▶ [To do]
Convert every line of the records below into a JSON list of strings, with one string per line and blank lines left out.

▶ [Entries supplied]
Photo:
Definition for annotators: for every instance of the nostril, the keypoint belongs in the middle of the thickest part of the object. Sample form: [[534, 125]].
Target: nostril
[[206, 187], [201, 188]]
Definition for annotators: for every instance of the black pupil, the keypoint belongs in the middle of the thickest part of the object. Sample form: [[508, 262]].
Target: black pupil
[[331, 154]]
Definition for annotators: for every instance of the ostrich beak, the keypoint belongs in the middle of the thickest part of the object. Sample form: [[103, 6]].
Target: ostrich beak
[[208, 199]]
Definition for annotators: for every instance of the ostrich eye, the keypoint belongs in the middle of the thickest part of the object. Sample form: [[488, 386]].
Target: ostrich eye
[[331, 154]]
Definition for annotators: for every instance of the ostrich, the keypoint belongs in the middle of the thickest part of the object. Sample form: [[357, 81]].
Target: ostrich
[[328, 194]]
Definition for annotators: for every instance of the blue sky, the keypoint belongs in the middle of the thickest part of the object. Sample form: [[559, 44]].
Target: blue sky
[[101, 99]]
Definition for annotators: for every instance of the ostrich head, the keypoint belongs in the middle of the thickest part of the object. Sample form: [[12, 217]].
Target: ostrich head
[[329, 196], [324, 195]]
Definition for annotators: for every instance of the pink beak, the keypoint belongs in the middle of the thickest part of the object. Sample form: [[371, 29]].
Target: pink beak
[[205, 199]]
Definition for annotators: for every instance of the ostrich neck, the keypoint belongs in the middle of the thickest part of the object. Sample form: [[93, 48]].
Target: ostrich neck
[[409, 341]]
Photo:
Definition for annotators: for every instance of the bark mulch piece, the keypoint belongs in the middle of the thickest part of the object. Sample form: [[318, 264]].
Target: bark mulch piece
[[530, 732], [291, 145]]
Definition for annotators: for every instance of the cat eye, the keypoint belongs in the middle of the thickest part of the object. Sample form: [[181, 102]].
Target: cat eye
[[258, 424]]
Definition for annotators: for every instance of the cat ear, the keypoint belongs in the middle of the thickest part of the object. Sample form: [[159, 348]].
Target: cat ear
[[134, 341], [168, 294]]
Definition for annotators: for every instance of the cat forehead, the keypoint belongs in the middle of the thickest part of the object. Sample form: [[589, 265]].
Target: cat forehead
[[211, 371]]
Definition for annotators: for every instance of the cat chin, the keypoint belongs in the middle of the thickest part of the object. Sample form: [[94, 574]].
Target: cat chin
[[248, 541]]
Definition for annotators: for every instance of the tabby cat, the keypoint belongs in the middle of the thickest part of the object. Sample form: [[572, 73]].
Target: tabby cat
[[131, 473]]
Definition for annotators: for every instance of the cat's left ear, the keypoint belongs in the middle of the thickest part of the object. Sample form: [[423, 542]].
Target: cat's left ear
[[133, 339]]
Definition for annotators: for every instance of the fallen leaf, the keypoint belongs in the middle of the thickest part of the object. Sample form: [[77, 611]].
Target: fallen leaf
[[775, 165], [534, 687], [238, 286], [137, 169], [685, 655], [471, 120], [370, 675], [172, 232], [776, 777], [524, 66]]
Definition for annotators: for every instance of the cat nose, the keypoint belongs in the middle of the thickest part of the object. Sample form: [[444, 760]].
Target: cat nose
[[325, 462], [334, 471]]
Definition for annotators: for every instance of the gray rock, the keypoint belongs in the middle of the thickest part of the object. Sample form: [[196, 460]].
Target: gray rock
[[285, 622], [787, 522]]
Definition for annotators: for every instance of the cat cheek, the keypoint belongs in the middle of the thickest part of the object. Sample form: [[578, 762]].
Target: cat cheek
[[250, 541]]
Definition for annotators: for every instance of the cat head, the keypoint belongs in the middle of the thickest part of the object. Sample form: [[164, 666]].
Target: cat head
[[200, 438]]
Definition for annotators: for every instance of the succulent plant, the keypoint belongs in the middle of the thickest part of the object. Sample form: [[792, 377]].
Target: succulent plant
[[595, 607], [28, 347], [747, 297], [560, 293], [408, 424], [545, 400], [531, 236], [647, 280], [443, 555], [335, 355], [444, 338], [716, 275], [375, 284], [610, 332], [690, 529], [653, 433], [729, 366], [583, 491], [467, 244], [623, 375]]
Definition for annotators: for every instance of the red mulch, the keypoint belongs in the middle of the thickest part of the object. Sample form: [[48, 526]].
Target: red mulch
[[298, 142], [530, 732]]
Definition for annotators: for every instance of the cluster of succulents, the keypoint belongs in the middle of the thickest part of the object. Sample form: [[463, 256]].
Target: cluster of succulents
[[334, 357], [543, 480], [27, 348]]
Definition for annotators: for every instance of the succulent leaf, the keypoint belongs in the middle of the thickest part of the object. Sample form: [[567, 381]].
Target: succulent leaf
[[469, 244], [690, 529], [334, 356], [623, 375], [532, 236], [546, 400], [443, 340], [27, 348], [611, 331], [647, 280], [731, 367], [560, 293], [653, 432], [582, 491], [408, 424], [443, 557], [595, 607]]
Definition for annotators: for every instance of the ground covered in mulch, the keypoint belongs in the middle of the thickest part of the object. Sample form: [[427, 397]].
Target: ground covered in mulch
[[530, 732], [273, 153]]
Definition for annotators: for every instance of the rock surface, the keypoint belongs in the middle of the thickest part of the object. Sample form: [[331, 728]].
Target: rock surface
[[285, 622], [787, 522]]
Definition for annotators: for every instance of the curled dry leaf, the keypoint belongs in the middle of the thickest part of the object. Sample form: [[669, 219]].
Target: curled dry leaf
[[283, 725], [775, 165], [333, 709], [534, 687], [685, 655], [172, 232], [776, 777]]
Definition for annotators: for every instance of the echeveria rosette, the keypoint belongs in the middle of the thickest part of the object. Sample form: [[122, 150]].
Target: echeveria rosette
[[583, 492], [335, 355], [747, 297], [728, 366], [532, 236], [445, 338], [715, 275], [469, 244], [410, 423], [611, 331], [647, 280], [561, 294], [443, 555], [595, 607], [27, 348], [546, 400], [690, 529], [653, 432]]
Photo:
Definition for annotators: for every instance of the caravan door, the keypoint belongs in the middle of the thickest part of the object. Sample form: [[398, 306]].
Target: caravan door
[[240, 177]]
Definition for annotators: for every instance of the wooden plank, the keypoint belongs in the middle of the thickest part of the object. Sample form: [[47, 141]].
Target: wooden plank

▶ [Right answer]
[
  "Photo:",
  "Definition for annotators: for every instance of the nostril, the keypoint belongs in the middle of the thickest part of the object. Sample form: [[534, 125]].",
  "Target: nostril",
  "[[206, 187], [201, 188]]",
  "Definition for annotators: for every instance of the black pupil, the keypoint belongs in the middle of the thickest part of the object. Sample form: [[508, 262]].",
  "Target: black pupil",
  "[[331, 154]]",
  "Definition for annotators: for every instance of the ostrich beak, the keypoint belongs in the middle of the thickest part of the object. Sample form: [[103, 6]].",
  "Target: ostrich beak",
  "[[208, 199]]",
  "Definition for annotators: for every instance of the ostrich eye, the keypoint belongs in the middle of the thickest part of the object. Sample form: [[488, 386]].",
  "Target: ostrich eye",
  "[[331, 154]]",
  "Definition for annotators: for every instance of the ostrich, the keypoint belongs in the middle of the thickest part of the object. Sample form: [[357, 81]].",
  "Target: ostrich",
  "[[328, 194]]",
  "Definition for annotators: for every instance of the blue sky, the keypoint belongs in the middle of the thickest part of the object. Sample form: [[559, 44]].",
  "Target: blue sky",
  "[[101, 99]]",
  "Definition for annotators: for every instance of the ostrich head, the keypoint belongs in the middle of the thickest part of the object. Sample form: [[12, 217]].",
  "Target: ostrich head",
  "[[329, 196], [324, 195]]",
  "Definition for annotators: for every instance of the pink beak, the keypoint belongs in the middle of the thickest part of the object. Sample form: [[371, 29]].",
  "Target: pink beak",
  "[[205, 199]]",
  "Definition for annotators: for every instance of the ostrich neck, the keypoint belongs in the middle of the thickest part of the object. Sample form: [[93, 48]].",
  "Target: ostrich neck",
  "[[409, 341]]",
  "Photo:",
  "Definition for annotators: for every instance of the bark mulch piece, the keypoint belongs in the middle of the thickest part of the object. Sample form: [[318, 264]].",
  "Target: bark mulch piece",
  "[[530, 732], [291, 145]]",
  "Definition for annotators: for every instance of the cat eye, the keypoint belongs in the middle of the thickest part of the object. Sample form: [[181, 102]].",
  "Target: cat eye",
  "[[258, 424]]",
  "Definition for annotators: for every instance of the cat ear, the keypoint belongs in the middle of the thickest part of the object. Sample form: [[159, 348]].",
  "Target: cat ear",
  "[[134, 341], [168, 294]]",
  "Definition for annotators: for every instance of the cat forehead, the keypoint belongs in the middle of the thickest part of the object. Sample form: [[589, 265]].",
  "Target: cat forehead",
  "[[211, 371]]",
  "Definition for annotators: for every instance of the cat chin, the keypoint belongs in the middle of the thickest part of the object. Sample form: [[94, 574]].",
  "Target: cat chin",
  "[[248, 541]]",
  "Definition for annotators: for every instance of the tabby cat, the keypoint belongs in the middle of the thickest part of the object. Sample form: [[572, 73]].",
  "Target: tabby cat",
  "[[131, 473]]",
  "Definition for annotators: for every instance of the cat's left ear, the keypoint belongs in the middle of the thickest part of the object. Sample form: [[423, 542]].",
  "Target: cat's left ear",
  "[[133, 339]]",
  "Definition for annotators: for every instance of the fallen leaf, the keypoint belongs in the middle of the thickest part of the object. Sample form: [[77, 611]].",
  "Target: fallen leaf",
  "[[775, 165], [534, 687], [238, 286], [137, 169], [685, 655], [471, 120], [370, 675], [172, 232], [776, 777], [524, 66]]",
  "Definition for annotators: for every instance of the cat nose, the keypoint belongs in the middle of the thickest part of the object. Sample form: [[444, 760]].",
  "Target: cat nose",
  "[[325, 462], [334, 471]]",
  "Definition for annotators: for every instance of the gray rock, the keypoint belongs in the middle of the thickest part of the object. Sample form: [[196, 460]].",
  "Target: gray rock",
  "[[285, 622], [787, 522]]",
  "Definition for annotators: for every instance of the cat cheek, the keypoint belongs in the middle of the thickest part of the object. Sample form: [[578, 762]].",
  "Target: cat cheek",
  "[[250, 541]]",
  "Definition for annotators: for every instance of the cat head, the keypoint belongs in the middle of the thickest part of the object. Sample form: [[164, 666]].",
  "Target: cat head",
  "[[200, 438]]",
  "Definition for annotators: for every instance of the succulent plant, the keypoint belongs in the middle of the thickest part of the object. Sample form: [[792, 377]].",
  "Target: succulent plant",
  "[[595, 607], [28, 347], [747, 297], [560, 293], [408, 424], [545, 400], [531, 236], [647, 280], [443, 555], [335, 355], [444, 338], [716, 275], [375, 284], [610, 332], [690, 529], [653, 433], [729, 366], [583, 491], [467, 244], [623, 375]]",
  "Definition for annotators: for every instance of the red mulch, the keypoint belongs in the middle of the thickest part of the object. Sample form: [[48, 526]].",
  "Target: red mulch",
  "[[298, 142], [530, 732]]",
  "Definition for annotators: for every instance of the cluster of succulents, the keypoint belongs in the middle of the thickest part of the object. Sample form: [[463, 256]].",
  "Target: cluster of succulents",
  "[[334, 357], [543, 480], [27, 348]]",
  "Definition for annotators: for every instance of the succulent leaf, the keypoint belongs in the middle of the thickest part of the object. Sample form: [[567, 381]].",
  "Target: succulent leaf",
  "[[469, 244], [690, 529], [334, 356], [623, 375], [532, 236], [546, 400], [443, 340], [27, 348], [611, 331], [647, 280], [731, 367], [560, 293], [653, 432], [582, 491], [408, 424], [443, 557], [595, 607]]",
  "Definition for annotators: for every instance of the ground covered in mulch, the keypoint belongs in the middle of the thickest part of the object. Sample form: [[427, 397]].",
  "Target: ground covered in mulch",
  "[[530, 732], [273, 153]]",
  "Definition for annotators: for every instance of the rock surface, the keypoint belongs in the middle of the thickest part of the object. Sample form: [[331, 728]].",
  "Target: rock surface",
  "[[285, 622], [787, 522]]",
  "Definition for annotators: for every instance of the curled dry leaf, the keypoint belongs in the middle of the thickest part of the object. Sample form: [[669, 219]].",
  "Target: curled dry leaf",
  "[[283, 725], [775, 165], [333, 709], [534, 687], [685, 655], [172, 232], [776, 777]]",
  "Definition for annotators: for every instance of the echeveria rosette, the keypoint belongs in the middle of the thickest part of the object. Sample form: [[122, 150]].",
  "Target: echeveria rosette",
  "[[583, 492], [335, 355], [747, 297], [728, 366], [532, 236], [445, 338], [715, 275], [469, 244], [410, 423], [611, 331], [647, 280], [561, 294], [443, 555], [595, 607], [27, 348], [546, 400], [690, 529], [653, 432]]",
  "Photo:",
  "Definition for annotators: for every instance of the caravan door, the keypoint belongs in the middle of the thickest part of the object. Sample form: [[398, 306]].",
  "Target: caravan door",
  "[[240, 177]]",
  "Definition for annotators: for every instance of the wooden plank, the keypoint belongs in the middle of the thickest part of the object. Sample form: [[47, 141]].",
  "Target: wooden plank"
]